=== Excerpted passage ===
────────────────────

Benefiting from lessons learned from the early adopters, some BPR practitioners advocated a change in emphasis to a customer-centric, as opposed to an IT-centric, methodology. One such methodology, that also incorporated a Risk and Impact Assessment to account for the effect that BPR can have on jobs and operations, was described by Lon Roberts (1994). Roberts also stressed the use of change management tools to proactively address resistance to change a factor linked to the demise of many reengineering initiatives that looked good on the drawing board.

Some items to use on a process analysis checklist are: Reduce handoffs, Centralize data, Reduce delays, Free resources faster, Combine similar activities. Also within the management consulting industry, a significant number of methodological approaches have been developed.

=== Framework ===
An easy to follow seven step INSPIRE framework is developed by Bhudeb Chakravarti which can be followed by any Process Analyst to perform BPR. The seven steps of the framework are Initiate a new process reengineering project and prepare a business case for the same; Negotiate with senior management to get approval to start the process reengineering project; Select the key processes that need to be reengineered; Plan the process reengineering activities; Investigate the processes to analyze the problem areas; Redesign the selected processes to improve the performance and Ensure the successful implementation of redesigned processes through proper monitoring and evaluation.

== Factors for success and failure ==

Factors that are important to BPR success include:

1. BPR team composition.
2. Business needs analysis.
3. Adequate IT infrastructure.
4. Effective change management.
5. Ongoing continuous improvement.

The aspects of a BPM effort that are modified include organizational structures, management systems, employee responsibilities, and performance measurements, incentive systems, skills development, and the use of IT. BPR can potentially affect every aspect of how business is conducted today. Wholesale changes can cause results ranging from enviable success to complete failure.

If successful, a BPM initiative can result in improved quality, customer service, and competitiveness, as well as reductions in cost or cycle time. However, 50-70% of reengineering projects are either failures or do not achieve significant benefit.

There are many reasons for sub-optimal business processes which include:

1. One department may be optimized at the expense of another
2. Lack of time to focus on improving business process
3. Lack of recognition of the extent of the problem
4. Lack of training
5. People involved use the best tool they have at their disposal which is usually Excel to fix problems
6. Inadequate infrastructure
7. Overly bureaucratic processes
8. Lack of motivation

Many unsuccessful BPR attempts may have been due to the confusion surrounding BPR, and how it should be performed. Organizations were well aware that changes needed to be made but did not know which areas to change or how to change them. As a result, process reengineering is a management concept that has been formed by trial and error or, in other words, practical experience. As more and more businesses reengineer their processes, knowledge of what caused the successes or failures is becoming apparent. To reap lasting benefits, companies must be willing to examine how strategy and reengineering complement each other by learning to quantify strategy in terms of cost, milestones, and timetables, by accepting ownership of the strategy throughout the organization, by assessing the organization's current capabilities and process realistically, and by linking strategy to the budgeting process. Otherwise, BPR is only a short-term efficiency exercise.

────────────────────

=== Data provided ===
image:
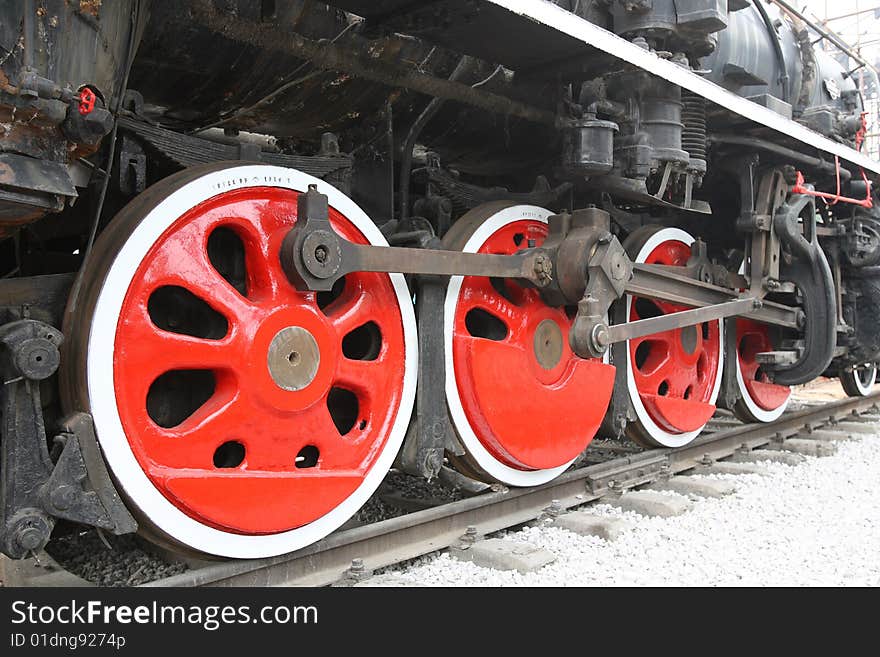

────────────────────

=== Given task ===
Rewrite the passage on business process reengineering from "4. Effective change" to "achieve significant benefit.", replacing "BPM" with "business process management".

=== Reply ===
4. Effective change management.
5. Ongoing continuous improvement.

The aspects of a business process management effort that are modified include organizational structures, management systems, employee responsibilities, and performance measurements, incentive systems, skills development, and the use of IT. BPR can potentially affect every aspect of how business is conducted today. Wholesale changes can cause results ranging from enviable success to complete failure.

If successful, a business process management initiative can result in improved quality, customer service, and competitiveness, as well as reductions in cost or cycle time. However, 50-70% of reengineering projects are either failures or do not achieve significant benefit.